Excerpt =
She also demanded officials identify those who were struck down by the virus but have not been officially diagnosed. She warned that they could re-ignite the epidemic.

Doctors in Guangzhou, the provincial capital of Guangdong, have diagnosed a coronavirus patient who fell ill after having close contact with a person entering China from Turkey.

This is the first coronavirus case in the country with a direct link to an imported case. The Guangzhou Municipal Health Commission called it 'a case related to an imported case' in a statement yesterday. 

The 54-year-old man, known by his surname Jin, experienced muscle pain and a lack of strength on March 17. He was hospitalised on March 20 with a slight fever and tested positive the next day.

Mr Jin was a close contact with another confirmed case, 34-year-old Ms Lin, who stayed in Istanbul from January 22 to March 8 on a business trip.

Ms Lin flew back to Guangzhou on March 9 via Bangkok. She did not show any symptoms upon entering the country and stayed at home most of the time afterwards.

She was diagnosed on March 21 after the city's infectious disease authority gave her a test.

People's Daily, the mouthpiece of China's Communist Party, warned of the emergence of Mr Jin's case.

In explaining its significance, the newspaper quoted health experts from Guangzhou and said: 'Cases related to imported cases are the second-generation cases brought in from abroad. It means the close contacts of [the imported cases] have been transmitted and fallen ill.' 

The official outlet urged all cities to put those arriving from virus-hit countries under 14-day mandatory quarantine even if they don't show symptoms. Those arriving from other countries should self-isolate for two weeks, the paper said.

Chinese health officials today reported no new local cases of the deadly virus but confirmed another 39 infections brought from overseas.

Worldwide, more than 14,740 people have been killed by the contagion and over 340,000 people have been infected.

People in central China where the coronavirus was first detected are allowed to go back to work and public transport is restarting, as some normality slowly returns after a two-month lockdown.

Records from a collection
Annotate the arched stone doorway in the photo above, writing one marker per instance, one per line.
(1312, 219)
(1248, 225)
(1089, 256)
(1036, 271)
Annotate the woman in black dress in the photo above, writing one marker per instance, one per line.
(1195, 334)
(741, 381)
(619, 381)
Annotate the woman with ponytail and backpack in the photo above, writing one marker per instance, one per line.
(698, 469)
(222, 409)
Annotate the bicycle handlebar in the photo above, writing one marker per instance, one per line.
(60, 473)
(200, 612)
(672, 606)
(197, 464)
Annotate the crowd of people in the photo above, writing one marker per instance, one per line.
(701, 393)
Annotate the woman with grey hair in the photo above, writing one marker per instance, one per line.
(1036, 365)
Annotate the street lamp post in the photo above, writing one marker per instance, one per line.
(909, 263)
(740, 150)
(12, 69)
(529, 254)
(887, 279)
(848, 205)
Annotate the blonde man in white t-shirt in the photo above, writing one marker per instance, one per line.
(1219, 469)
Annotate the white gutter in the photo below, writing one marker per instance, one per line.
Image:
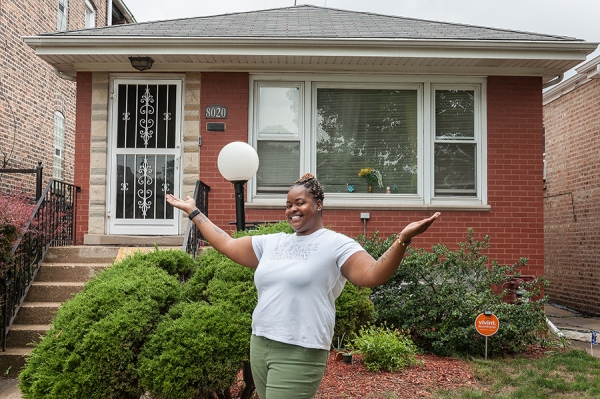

Brief 1 = In the excerpt on the Guangzhou case, swap "muscle pain" for "joint pain" and give the passage again, starting at "The 54-year-old man, known" and ending at "the next day.".
Brief 2 =
Answer these questions from the excerpt on the Guangzhou case:
(a) How old is Ms Lin?
(b) Through which city did Ms Lin fly back to Guangzhou?
(c) How many infections brought from overseas did Chinese health officials confirm today?
Brief 3 = List every calendar date given in the excerpt on the Guangzhou case.

Answer section 1 =
The 54-year-old man, known by his surname Jin, experienced joint pain and a lack of strength on March 17. He was hospitalised on March 20 with a slight fever and tested positive the next day.

Answer section 2 =
(a) 34 years old
(b) Bangkok
(c) 39

Answer section 3 =
January 22
March 8
March 9
March 17
March 20
March 21